Record excerpts.
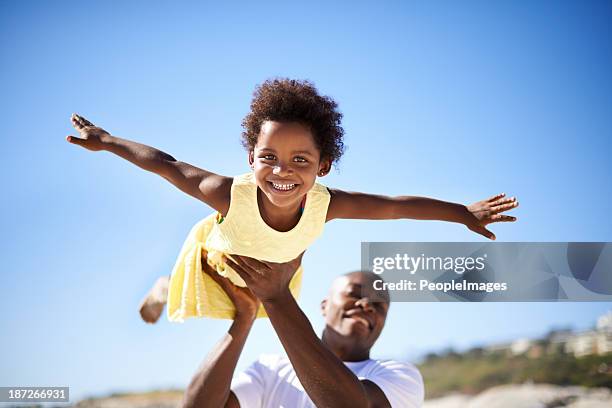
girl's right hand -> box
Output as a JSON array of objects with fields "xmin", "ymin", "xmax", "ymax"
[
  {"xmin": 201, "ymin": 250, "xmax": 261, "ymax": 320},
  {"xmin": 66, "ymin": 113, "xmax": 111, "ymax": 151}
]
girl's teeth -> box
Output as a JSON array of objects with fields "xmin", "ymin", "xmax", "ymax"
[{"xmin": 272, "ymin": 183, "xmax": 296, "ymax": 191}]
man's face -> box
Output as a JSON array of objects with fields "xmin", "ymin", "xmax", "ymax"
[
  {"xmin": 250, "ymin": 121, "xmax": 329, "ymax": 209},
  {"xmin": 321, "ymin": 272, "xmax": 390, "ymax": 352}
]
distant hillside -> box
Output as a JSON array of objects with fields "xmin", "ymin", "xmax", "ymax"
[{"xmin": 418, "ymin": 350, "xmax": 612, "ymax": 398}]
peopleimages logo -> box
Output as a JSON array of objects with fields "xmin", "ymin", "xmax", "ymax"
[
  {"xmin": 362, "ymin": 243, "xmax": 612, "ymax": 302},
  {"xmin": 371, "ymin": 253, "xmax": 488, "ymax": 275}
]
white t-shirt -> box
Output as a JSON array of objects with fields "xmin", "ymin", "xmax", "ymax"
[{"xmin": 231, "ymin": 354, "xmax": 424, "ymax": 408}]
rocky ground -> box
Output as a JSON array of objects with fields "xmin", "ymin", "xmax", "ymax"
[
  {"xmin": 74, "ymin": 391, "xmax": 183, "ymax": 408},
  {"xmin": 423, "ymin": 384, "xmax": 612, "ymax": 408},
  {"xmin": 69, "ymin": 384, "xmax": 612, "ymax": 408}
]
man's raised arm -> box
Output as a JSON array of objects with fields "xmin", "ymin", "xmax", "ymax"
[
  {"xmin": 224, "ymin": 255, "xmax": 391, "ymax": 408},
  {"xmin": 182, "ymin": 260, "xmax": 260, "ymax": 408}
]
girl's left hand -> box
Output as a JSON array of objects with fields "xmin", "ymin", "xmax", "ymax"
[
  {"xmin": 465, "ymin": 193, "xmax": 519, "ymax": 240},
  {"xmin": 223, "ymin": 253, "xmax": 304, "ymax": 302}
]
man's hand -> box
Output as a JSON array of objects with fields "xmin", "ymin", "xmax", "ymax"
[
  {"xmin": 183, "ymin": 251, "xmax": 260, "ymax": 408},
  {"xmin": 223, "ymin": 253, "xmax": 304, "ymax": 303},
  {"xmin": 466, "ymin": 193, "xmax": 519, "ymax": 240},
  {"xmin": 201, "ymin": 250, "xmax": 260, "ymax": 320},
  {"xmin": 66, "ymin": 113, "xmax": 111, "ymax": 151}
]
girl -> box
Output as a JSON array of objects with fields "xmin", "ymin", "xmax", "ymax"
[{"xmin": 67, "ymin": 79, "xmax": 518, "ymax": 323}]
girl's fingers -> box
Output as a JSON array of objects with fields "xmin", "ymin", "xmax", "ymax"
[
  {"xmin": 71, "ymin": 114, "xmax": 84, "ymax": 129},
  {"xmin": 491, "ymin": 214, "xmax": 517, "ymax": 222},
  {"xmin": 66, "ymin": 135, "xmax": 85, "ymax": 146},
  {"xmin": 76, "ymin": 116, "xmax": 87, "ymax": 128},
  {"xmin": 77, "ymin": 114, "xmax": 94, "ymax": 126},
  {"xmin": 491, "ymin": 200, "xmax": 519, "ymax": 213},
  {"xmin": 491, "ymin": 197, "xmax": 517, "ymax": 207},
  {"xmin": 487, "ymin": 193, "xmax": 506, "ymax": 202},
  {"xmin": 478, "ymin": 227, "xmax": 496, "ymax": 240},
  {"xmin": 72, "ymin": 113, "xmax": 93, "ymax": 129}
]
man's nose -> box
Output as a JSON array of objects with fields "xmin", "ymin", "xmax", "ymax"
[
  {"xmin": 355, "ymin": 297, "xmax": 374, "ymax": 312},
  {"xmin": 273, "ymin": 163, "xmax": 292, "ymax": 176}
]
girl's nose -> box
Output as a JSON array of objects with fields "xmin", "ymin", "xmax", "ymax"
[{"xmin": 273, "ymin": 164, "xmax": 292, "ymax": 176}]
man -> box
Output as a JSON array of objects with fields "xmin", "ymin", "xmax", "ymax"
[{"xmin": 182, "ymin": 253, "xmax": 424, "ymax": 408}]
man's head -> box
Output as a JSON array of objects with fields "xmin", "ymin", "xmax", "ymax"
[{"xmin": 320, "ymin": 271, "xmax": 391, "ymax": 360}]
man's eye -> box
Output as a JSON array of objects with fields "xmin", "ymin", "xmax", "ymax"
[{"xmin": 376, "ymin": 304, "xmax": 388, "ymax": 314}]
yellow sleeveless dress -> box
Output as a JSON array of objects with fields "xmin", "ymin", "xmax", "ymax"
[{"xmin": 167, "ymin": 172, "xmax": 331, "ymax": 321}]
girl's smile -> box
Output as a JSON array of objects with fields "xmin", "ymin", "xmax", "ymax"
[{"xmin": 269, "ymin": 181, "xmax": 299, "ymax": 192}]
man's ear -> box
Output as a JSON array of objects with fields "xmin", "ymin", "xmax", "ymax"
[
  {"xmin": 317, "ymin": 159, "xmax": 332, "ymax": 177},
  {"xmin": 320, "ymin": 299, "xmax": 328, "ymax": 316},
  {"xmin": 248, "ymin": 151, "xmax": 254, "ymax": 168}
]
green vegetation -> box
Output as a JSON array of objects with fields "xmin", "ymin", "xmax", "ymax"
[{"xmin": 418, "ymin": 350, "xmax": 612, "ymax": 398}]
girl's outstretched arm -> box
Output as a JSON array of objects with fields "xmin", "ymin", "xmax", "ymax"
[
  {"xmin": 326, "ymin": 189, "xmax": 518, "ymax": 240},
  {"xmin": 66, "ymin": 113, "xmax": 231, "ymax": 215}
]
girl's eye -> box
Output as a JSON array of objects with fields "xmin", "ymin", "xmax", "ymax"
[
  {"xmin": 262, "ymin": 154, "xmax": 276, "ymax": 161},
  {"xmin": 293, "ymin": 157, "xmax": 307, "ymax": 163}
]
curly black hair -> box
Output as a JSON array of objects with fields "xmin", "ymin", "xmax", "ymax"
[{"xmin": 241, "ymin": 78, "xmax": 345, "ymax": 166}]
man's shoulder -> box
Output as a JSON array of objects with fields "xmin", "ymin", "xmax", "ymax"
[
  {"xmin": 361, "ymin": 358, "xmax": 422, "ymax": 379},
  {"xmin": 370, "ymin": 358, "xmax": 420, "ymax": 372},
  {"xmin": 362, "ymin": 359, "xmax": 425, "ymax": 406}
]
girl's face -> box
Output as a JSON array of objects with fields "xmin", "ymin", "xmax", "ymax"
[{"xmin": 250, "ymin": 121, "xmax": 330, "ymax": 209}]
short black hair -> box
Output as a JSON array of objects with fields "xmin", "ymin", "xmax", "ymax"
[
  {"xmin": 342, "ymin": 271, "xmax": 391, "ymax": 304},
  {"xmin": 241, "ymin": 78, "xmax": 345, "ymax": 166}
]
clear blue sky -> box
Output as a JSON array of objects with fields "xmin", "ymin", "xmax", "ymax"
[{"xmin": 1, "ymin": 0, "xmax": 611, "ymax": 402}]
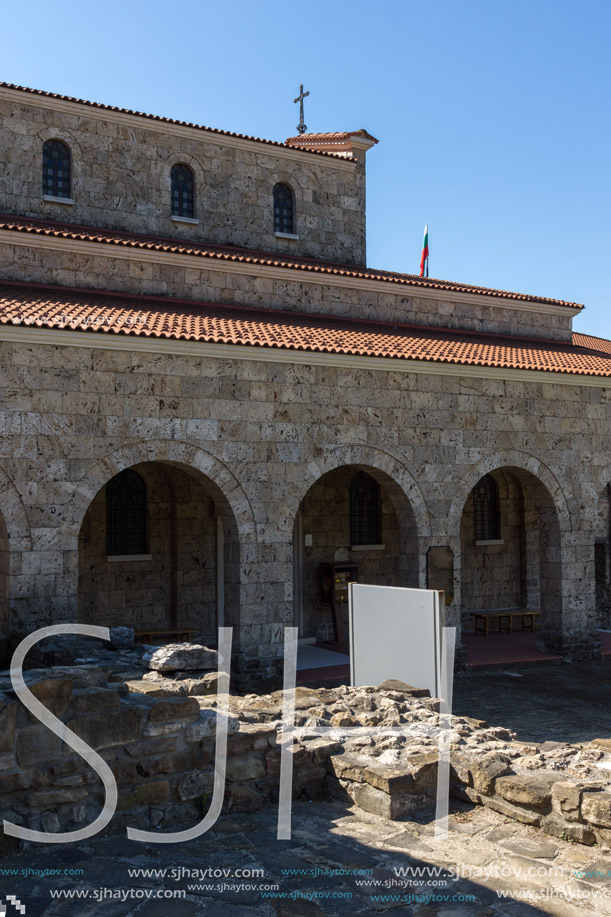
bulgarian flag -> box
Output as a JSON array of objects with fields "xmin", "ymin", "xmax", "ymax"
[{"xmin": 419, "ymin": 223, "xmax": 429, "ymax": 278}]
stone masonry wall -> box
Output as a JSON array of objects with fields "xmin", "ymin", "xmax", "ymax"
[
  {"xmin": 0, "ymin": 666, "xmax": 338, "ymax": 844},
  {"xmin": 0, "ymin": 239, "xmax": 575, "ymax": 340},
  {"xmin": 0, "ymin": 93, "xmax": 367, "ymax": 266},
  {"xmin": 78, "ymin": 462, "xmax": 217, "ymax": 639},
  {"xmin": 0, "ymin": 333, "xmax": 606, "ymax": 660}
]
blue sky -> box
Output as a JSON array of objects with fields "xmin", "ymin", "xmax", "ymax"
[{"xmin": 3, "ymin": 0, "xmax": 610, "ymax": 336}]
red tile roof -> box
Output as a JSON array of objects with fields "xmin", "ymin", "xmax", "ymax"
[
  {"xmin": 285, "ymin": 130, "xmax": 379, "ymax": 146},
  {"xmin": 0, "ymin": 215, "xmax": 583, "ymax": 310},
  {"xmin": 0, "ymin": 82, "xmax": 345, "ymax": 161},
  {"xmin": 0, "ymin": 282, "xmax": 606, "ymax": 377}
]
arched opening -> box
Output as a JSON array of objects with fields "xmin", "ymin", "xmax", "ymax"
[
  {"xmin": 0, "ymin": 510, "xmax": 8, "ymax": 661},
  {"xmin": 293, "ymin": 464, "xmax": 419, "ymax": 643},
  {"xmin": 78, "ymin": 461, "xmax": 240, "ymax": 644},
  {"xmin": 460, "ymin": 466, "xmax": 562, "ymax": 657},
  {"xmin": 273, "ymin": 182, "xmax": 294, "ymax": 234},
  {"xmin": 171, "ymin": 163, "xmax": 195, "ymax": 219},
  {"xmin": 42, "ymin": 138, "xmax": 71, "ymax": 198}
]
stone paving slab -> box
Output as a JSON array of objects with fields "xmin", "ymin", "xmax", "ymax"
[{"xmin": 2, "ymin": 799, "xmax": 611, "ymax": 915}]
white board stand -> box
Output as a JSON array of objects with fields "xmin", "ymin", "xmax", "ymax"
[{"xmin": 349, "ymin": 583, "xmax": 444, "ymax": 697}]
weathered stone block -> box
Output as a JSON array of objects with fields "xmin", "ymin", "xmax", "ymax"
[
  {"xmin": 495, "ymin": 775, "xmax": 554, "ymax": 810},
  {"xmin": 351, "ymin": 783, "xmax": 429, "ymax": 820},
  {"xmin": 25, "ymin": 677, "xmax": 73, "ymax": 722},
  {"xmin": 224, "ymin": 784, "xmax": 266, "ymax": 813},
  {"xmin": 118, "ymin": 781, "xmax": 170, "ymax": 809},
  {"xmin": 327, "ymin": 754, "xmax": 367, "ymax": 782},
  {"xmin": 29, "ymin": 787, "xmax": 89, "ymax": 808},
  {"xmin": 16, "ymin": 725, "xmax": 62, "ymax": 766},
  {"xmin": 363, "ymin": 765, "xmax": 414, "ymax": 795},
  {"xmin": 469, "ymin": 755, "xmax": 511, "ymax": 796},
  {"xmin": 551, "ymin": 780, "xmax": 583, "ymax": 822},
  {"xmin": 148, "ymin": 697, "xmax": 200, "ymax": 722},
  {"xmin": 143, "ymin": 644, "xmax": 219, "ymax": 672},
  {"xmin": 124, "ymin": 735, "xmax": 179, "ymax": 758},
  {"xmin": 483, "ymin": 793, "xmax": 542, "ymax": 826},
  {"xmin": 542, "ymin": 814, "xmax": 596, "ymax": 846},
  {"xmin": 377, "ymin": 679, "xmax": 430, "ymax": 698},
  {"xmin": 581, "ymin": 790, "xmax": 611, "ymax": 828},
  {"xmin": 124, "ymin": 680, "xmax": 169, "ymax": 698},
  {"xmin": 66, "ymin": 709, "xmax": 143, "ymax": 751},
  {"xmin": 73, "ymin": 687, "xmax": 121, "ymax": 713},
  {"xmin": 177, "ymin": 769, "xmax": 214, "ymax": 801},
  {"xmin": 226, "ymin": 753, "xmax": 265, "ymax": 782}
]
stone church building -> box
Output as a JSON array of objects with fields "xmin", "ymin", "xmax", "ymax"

Task description. Filter the entries down to the lines holding the string "black". Copy each of those lines.

Exercise output.
curly black hair -> box
short black hair -> box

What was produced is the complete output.